* What to produce: Using the data below, show every line where the word "inside" occurs.

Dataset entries
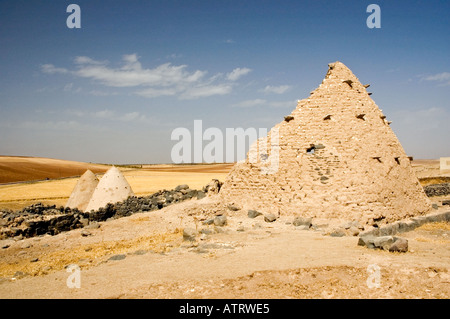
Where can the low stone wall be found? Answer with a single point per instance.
(41, 219)
(437, 189)
(406, 226)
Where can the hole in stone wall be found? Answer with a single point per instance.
(311, 150)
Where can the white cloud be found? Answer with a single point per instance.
(276, 89)
(164, 80)
(237, 73)
(52, 125)
(105, 114)
(101, 93)
(151, 92)
(443, 78)
(51, 69)
(250, 103)
(111, 115)
(286, 104)
(205, 91)
(87, 60)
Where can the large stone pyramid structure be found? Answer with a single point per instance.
(334, 156)
(83, 190)
(112, 188)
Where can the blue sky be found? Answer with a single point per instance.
(115, 89)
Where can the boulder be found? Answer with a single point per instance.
(383, 242)
(189, 234)
(270, 218)
(253, 213)
(220, 220)
(399, 245)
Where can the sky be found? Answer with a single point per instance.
(114, 90)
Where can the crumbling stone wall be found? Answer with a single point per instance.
(337, 158)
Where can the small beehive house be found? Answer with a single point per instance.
(112, 188)
(82, 192)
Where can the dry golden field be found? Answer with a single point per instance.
(144, 181)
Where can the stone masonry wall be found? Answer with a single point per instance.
(338, 158)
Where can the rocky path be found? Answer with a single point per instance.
(145, 256)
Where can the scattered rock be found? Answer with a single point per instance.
(390, 243)
(208, 221)
(6, 244)
(213, 187)
(383, 242)
(399, 245)
(189, 234)
(338, 232)
(84, 222)
(233, 208)
(206, 231)
(353, 231)
(93, 225)
(367, 241)
(220, 220)
(270, 218)
(288, 118)
(141, 252)
(20, 274)
(25, 245)
(85, 233)
(201, 194)
(302, 221)
(117, 257)
(253, 213)
(180, 187)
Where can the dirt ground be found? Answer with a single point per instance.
(145, 255)
(247, 258)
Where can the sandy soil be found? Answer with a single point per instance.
(247, 258)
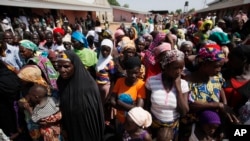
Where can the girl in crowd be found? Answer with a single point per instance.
(80, 101)
(167, 96)
(128, 91)
(137, 120)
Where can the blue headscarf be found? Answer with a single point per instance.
(80, 37)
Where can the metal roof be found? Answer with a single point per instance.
(225, 4)
(56, 4)
(129, 10)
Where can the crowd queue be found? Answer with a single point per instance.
(81, 82)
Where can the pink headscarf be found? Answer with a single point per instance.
(149, 53)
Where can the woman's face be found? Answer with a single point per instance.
(174, 69)
(105, 51)
(25, 53)
(129, 52)
(65, 68)
(187, 50)
(76, 44)
(133, 74)
(212, 68)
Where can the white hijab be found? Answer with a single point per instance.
(102, 62)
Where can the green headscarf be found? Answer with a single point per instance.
(29, 45)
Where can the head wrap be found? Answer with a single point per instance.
(29, 45)
(66, 38)
(171, 56)
(208, 53)
(210, 22)
(140, 116)
(59, 30)
(149, 54)
(132, 62)
(62, 56)
(119, 32)
(187, 43)
(126, 43)
(209, 117)
(220, 38)
(161, 48)
(80, 37)
(102, 62)
(32, 73)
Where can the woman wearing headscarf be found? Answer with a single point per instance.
(167, 96)
(32, 75)
(80, 101)
(10, 87)
(27, 51)
(87, 56)
(149, 62)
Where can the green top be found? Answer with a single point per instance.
(87, 56)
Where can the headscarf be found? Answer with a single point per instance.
(59, 30)
(119, 32)
(102, 62)
(126, 43)
(32, 73)
(83, 96)
(210, 54)
(80, 37)
(161, 48)
(210, 22)
(29, 45)
(171, 56)
(140, 116)
(220, 38)
(149, 53)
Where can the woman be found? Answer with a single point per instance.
(80, 101)
(167, 96)
(27, 51)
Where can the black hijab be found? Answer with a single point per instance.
(80, 103)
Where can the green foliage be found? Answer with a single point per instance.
(114, 2)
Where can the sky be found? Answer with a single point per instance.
(170, 5)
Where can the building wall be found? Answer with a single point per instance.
(125, 16)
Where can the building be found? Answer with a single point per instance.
(122, 14)
(225, 8)
(70, 8)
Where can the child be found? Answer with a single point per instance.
(205, 128)
(45, 112)
(136, 120)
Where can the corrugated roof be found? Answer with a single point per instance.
(130, 10)
(57, 4)
(222, 5)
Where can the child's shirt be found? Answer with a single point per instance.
(103, 76)
(48, 107)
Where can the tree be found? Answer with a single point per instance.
(126, 5)
(114, 2)
(191, 10)
(178, 11)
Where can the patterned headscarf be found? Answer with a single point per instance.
(59, 30)
(32, 73)
(80, 37)
(29, 45)
(171, 56)
(149, 54)
(210, 54)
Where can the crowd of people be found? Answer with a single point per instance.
(186, 82)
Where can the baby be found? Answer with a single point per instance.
(45, 112)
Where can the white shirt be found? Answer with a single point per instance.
(163, 104)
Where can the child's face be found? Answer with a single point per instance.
(210, 129)
(129, 124)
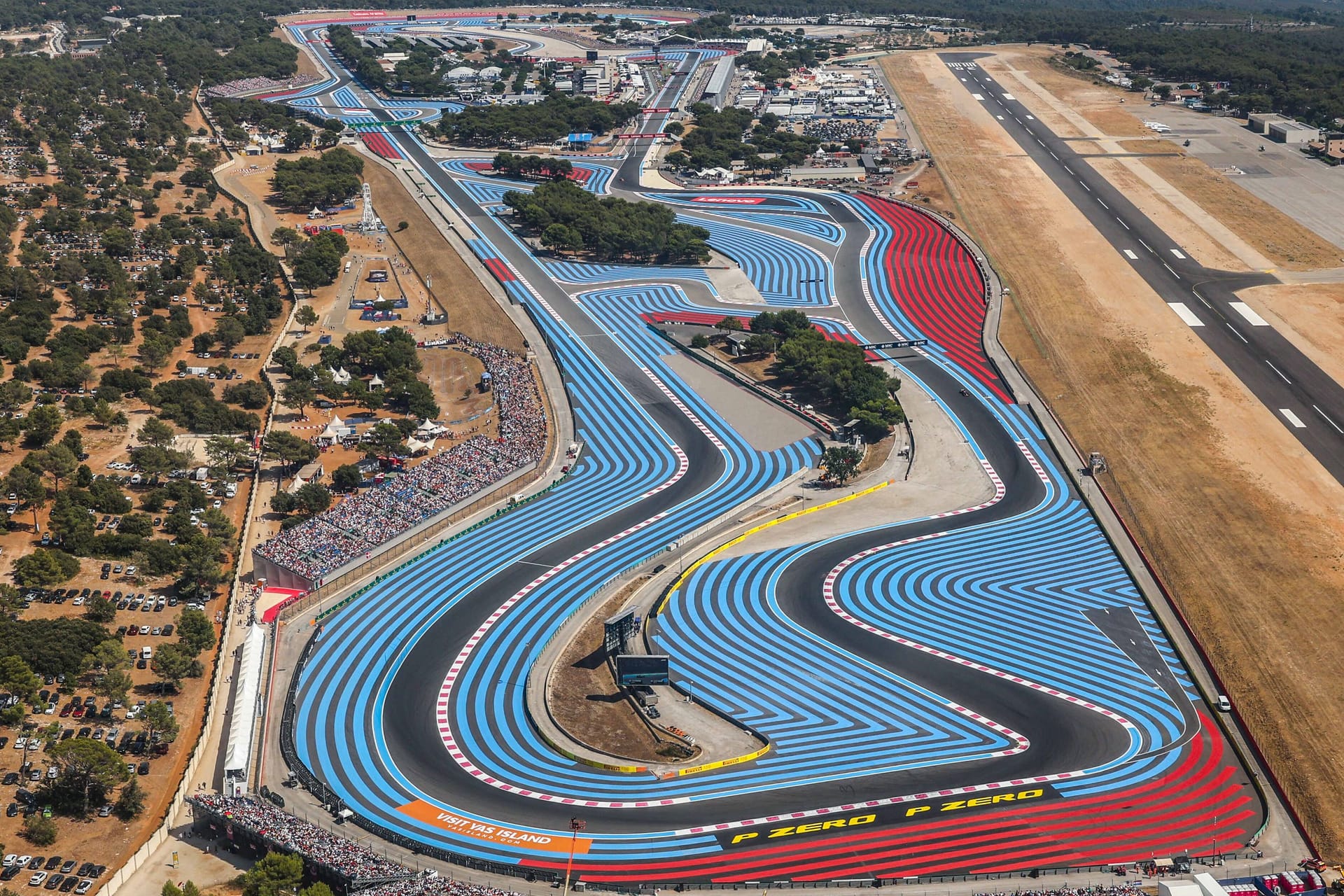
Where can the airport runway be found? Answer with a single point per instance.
(1300, 396)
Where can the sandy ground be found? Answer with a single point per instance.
(1240, 520)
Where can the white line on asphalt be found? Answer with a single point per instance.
(1328, 419)
(1292, 418)
(1249, 314)
(1186, 315)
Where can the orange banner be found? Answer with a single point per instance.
(493, 833)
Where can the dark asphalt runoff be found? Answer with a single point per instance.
(1261, 358)
(1063, 736)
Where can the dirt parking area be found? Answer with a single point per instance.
(1242, 524)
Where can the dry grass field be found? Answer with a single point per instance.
(1242, 524)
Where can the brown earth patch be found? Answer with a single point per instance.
(470, 308)
(1242, 526)
(587, 701)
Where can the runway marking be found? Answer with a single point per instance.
(1249, 314)
(1328, 419)
(1186, 315)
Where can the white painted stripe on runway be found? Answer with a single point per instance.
(1328, 419)
(1186, 315)
(1292, 418)
(1249, 314)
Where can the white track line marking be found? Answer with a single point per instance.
(1186, 315)
(1328, 419)
(1249, 314)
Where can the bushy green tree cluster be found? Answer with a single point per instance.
(319, 181)
(569, 218)
(542, 122)
(717, 140)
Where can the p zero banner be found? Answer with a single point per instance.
(840, 822)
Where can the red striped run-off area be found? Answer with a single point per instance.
(937, 284)
(381, 146)
(1199, 799)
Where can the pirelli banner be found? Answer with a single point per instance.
(850, 821)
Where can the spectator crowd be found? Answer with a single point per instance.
(284, 832)
(251, 85)
(356, 527)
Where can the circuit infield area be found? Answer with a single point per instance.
(976, 691)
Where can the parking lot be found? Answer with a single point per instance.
(1303, 188)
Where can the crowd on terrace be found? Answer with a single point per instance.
(359, 524)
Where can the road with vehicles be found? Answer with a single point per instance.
(981, 690)
(1303, 397)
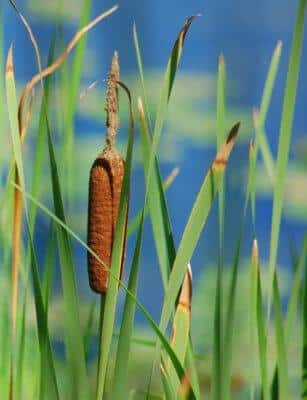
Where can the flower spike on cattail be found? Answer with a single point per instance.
(105, 184)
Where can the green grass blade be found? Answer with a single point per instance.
(220, 137)
(124, 342)
(134, 224)
(169, 390)
(261, 329)
(293, 302)
(217, 383)
(295, 294)
(269, 84)
(284, 140)
(195, 225)
(41, 142)
(73, 335)
(74, 84)
(217, 366)
(161, 226)
(88, 333)
(260, 117)
(48, 267)
(181, 327)
(108, 316)
(282, 364)
(141, 73)
(304, 329)
(152, 324)
(48, 381)
(253, 316)
(156, 202)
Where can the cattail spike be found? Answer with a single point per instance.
(105, 185)
(112, 121)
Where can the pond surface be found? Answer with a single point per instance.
(247, 33)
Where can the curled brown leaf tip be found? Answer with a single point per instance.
(186, 290)
(233, 133)
(111, 107)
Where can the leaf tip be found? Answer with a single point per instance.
(186, 290)
(255, 253)
(233, 133)
(9, 62)
(221, 60)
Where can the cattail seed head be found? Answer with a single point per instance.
(105, 185)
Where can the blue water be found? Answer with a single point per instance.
(246, 32)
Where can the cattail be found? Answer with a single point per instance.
(105, 184)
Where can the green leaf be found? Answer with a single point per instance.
(261, 328)
(73, 334)
(126, 330)
(195, 225)
(284, 140)
(109, 311)
(282, 364)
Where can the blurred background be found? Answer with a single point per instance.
(246, 32)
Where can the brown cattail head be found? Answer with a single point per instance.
(105, 185)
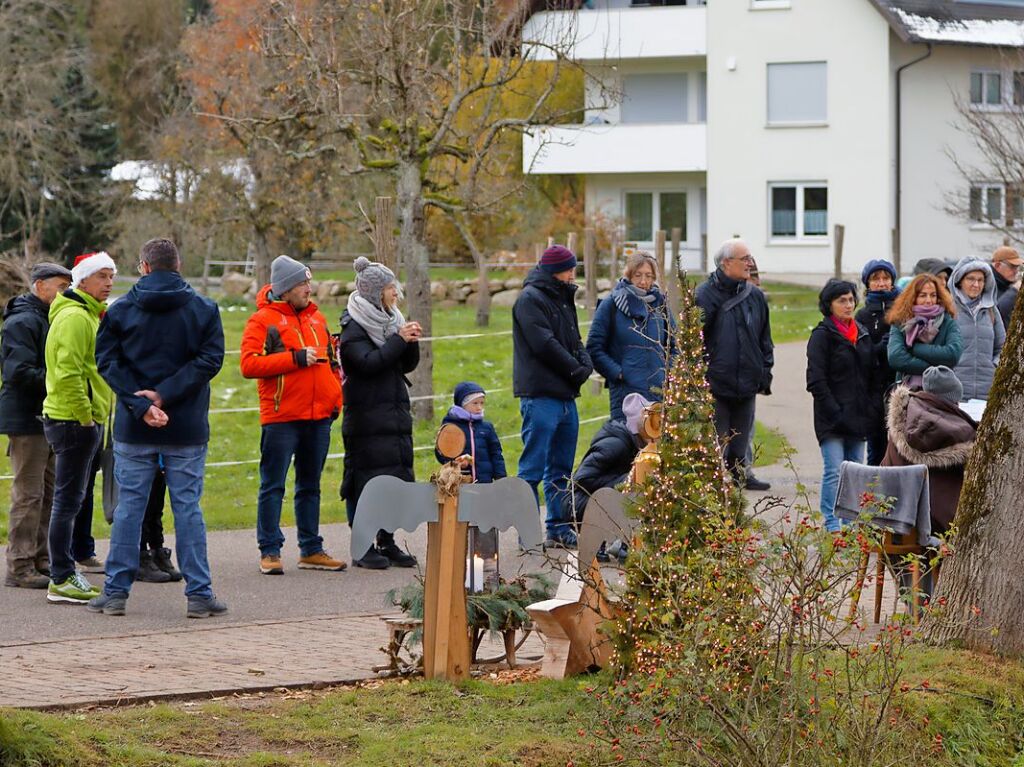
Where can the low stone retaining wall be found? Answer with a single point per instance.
(443, 292)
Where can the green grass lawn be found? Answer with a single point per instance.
(975, 702)
(229, 497)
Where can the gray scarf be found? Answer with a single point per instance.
(378, 324)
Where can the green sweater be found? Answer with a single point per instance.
(75, 390)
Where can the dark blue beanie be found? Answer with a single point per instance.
(464, 389)
(557, 258)
(879, 264)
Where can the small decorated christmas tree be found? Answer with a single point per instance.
(690, 514)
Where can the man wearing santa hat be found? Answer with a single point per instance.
(78, 403)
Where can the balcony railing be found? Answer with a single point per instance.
(616, 148)
(612, 34)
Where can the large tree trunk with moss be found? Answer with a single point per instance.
(415, 256)
(982, 584)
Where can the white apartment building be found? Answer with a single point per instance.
(775, 120)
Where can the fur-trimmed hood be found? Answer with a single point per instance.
(928, 430)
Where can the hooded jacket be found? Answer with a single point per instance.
(549, 358)
(23, 365)
(273, 352)
(606, 464)
(841, 378)
(75, 390)
(981, 331)
(165, 337)
(629, 342)
(927, 430)
(737, 337)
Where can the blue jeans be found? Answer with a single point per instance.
(307, 442)
(134, 468)
(834, 453)
(550, 430)
(75, 448)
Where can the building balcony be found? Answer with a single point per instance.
(614, 34)
(668, 147)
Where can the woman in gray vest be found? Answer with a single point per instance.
(973, 288)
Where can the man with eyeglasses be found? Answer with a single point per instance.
(739, 352)
(1007, 264)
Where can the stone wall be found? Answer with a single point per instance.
(443, 292)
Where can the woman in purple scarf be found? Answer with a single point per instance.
(924, 332)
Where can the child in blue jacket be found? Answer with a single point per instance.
(481, 439)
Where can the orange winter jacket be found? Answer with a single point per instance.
(290, 390)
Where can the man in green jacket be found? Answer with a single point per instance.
(78, 403)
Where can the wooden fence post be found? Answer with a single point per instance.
(840, 233)
(675, 294)
(384, 247)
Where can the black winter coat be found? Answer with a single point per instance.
(606, 464)
(165, 337)
(484, 446)
(377, 416)
(737, 337)
(872, 316)
(23, 367)
(549, 357)
(841, 377)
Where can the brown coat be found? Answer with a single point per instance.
(929, 430)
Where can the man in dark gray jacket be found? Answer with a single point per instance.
(23, 344)
(738, 349)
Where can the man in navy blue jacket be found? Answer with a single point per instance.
(739, 352)
(158, 348)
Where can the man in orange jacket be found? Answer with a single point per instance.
(287, 347)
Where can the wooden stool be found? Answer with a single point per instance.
(887, 549)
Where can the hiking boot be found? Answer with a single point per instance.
(148, 572)
(27, 580)
(373, 560)
(205, 606)
(109, 604)
(74, 590)
(321, 561)
(565, 539)
(396, 556)
(270, 565)
(91, 565)
(162, 558)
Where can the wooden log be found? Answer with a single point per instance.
(446, 652)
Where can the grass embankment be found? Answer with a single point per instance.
(229, 496)
(975, 702)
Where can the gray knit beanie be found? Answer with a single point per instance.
(286, 273)
(942, 382)
(372, 279)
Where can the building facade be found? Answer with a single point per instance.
(778, 120)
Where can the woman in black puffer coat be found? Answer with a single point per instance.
(841, 370)
(378, 349)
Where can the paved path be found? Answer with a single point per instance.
(299, 629)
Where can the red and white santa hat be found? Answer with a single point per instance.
(88, 264)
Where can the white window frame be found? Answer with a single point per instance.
(800, 237)
(773, 124)
(655, 211)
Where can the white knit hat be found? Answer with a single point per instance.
(89, 264)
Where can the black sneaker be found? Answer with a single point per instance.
(373, 560)
(162, 558)
(396, 556)
(205, 607)
(753, 483)
(148, 572)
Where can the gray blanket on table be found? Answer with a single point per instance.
(906, 485)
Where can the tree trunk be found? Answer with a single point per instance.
(415, 256)
(981, 583)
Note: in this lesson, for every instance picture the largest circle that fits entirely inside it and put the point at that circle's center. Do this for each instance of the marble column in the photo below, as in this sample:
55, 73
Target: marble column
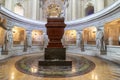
46, 40
9, 4
34, 9
28, 40
78, 38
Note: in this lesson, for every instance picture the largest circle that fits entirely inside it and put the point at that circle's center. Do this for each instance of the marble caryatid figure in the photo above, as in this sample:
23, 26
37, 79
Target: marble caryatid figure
54, 8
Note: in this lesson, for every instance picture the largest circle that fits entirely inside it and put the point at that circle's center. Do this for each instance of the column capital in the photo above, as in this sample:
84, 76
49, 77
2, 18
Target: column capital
9, 24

* Answer space:
Note: in this lesson, for every instance picture the largest circle that fits entirely inside it and put the point at that circle's center. Do this for each instance of the marble column in the photo below, as in this sample:
Note: in this lesson, for every instance picture the largest circle that fits entirely inside it and put the point at that circle's center. Do this for each instance of the marble caryatid figure in the photo above, as in this sample:
Note: in this lesson, for every instance picture the largest circle that fits entirely inside it and put the point at that circle's center. Do this for each instance of the column capital in the photo above, as in this sample:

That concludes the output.